AIM 1 –
Pick out each line in the entries below that contains the word "pointer", and copy those lines in full.

SELECTED TEXT –
- - - - -

Apache Flink in 2016: Year in Review

December 19, 2016 -

2016 was an exciting year for the Apache Flink® community, and the release of Flink 1.0 in March marked the first time in Flink’s history that the community guaranteed API backward compatibility for all versions in a series. This step forward for Flink was followed by many new and exciting production deployments in organizations of all shapes and sizes, all around the globe.

In this post, we’ll look back on the project’s progress over the course of 2016, and we’ll also preview what 2017 has in store.

{%toc%}

Community Growth #

Github #

First, here’s a summary of community statistics from GitHub. At the time of writing:

Contributors have increased from 150 in December 2015 to 258 in December 2016 (up 72%)
Stars have increased from 813 in December 2015 to 1830 in December 2016 (up 125%)
Forks have increased from 544 in December 2015 to 1255 in December 2016 (up 130%)

The community also welcomed 3 new committers in 2016: Chengxiang Li, Greg Hogan, and Tzu-Li (Gordon) Tai.

Apache Flink GitHub Stats

Next, let’s take a look at a few other project stats, starting with number of commits. If we run:

git log --pretty=oneline --after=12/31/2015 | wc -l

…inside the Flink repository, we’ll see a total of 1884 commits so far in 2016, bringing the all-time total commits to 10,015.

Now, let’s go a bit deeper. And here are instructions in case you’d like to take a look at this data yourself.

Download gitstats from the project homepage. Or, on OS X with homebrew, type:

brew install --HEAD homebrew/head-only/gitstats

Clone the Apache Flink git repository:

git clone git@github.com:apache/flink.git

Generate the statistics

gitstats flink/ flink-stats/

View all the statistics as an html page using your defaulf browser:

open flink-stats/index.html

2016 is the year that Flink surpassed 1 million lines of code, now clocking in at 1,034,137 lines.

Flink Total Lines of Code

Monday remains the day of the week with the most commits over the project’s history:

Flink Commits by Day of Week

And 5pm is still solidly the preferred commit time:

Flink Commits by Hour of Day

Meetups #

Apache Flink Meetup membership grew by 240% this year, and at the time of writing, there are 41 meetups comprised of 16,541 members listing Flink as a topic–up from 16 groups with 4,864 members in December 2015. The Flink community is proud to be truly global in nature.

- - - - -

RECORDS SHOWN –
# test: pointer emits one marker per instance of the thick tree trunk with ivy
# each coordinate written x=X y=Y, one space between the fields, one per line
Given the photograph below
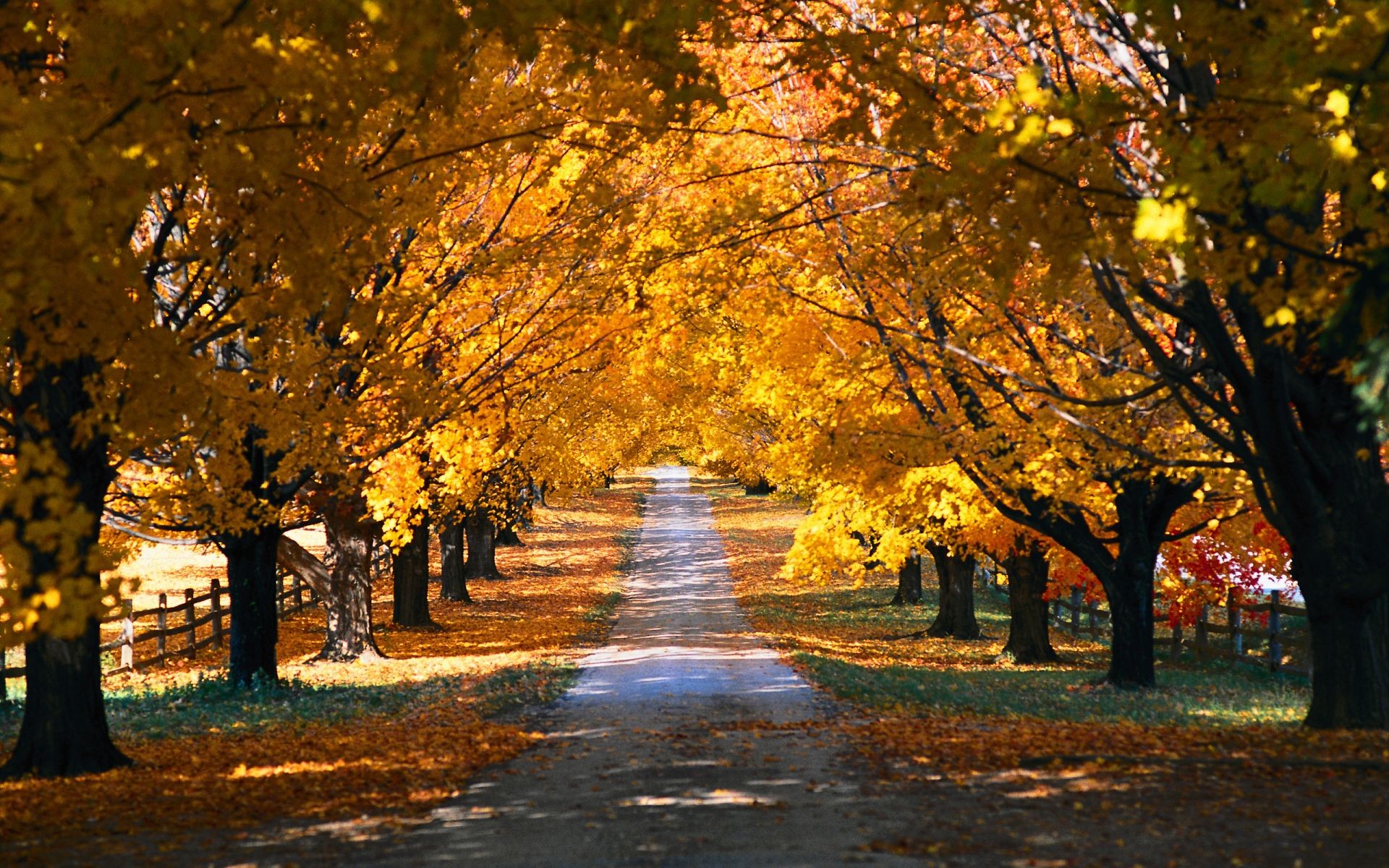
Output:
x=1144 y=507
x=347 y=603
x=253 y=585
x=1333 y=507
x=1349 y=656
x=759 y=488
x=909 y=582
x=956 y=578
x=412 y=581
x=454 y=584
x=483 y=553
x=1028 y=626
x=64 y=728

- - - - -

AIM 2 –
Resume the Apache Flink 2016 review above, starting after its last sentence.

EXERCISE OUTPUT 1 –
# test: pointer emits one marker per instance of the thick tree trunk with ivy

EXERCISE OUTPUT 2 –
Flink Forward 2016 #

The second annual Flink Forward conference took place in Berlin on September 12-14, and over 350 members of the Flink community came together for speaker sessions, training, and discussion about Flink. Slides and videos from speaker sessions are available online, and we encourage you to take a look if you’re interested in learning more about how Flink is used in production in a wide range of organizations.

Flink Forward will be expanding to San Francisco in April 2017, and the third-annual Berlin event is scheduled for September 2017.

Features and Ecosystem #

Flink Ecosystem Growth #

Flink was added to a selection of distributions during 2016, making it easier for an even larger base of users to start working with Flink:

In addition, the Apache Beam and Flink communities teamed up to build a Flink runner for Beam that, according to the Google team, is “sophisticated enough to be a compelling alternative to Cloud Dataflow when running on premise or on non-Google clouds”.

Feature Timeline in 2016 #

Here’s a selection of major features added to Flink over the course of 2016:

If you spend time in the Apache Flink JIRA project, you’ll see that the Flink community has addressed every single one of the roadmap items identified in 2015’s year in review post. Here’s to making that an annual tradition. :)

Looking ahead to 2017 #

A good source of information about the Flink community’s roadmap is the list of Flink Improvement Proposals (FLIPs) in the project wiki. Below, we’ll highlight a selection of FLIPs that have been accepted by the community as well as some that are still under discussion.

We should note that work is already underway on a number of these features, and some will even be included in Flink 1.2 at the beginning of 2017.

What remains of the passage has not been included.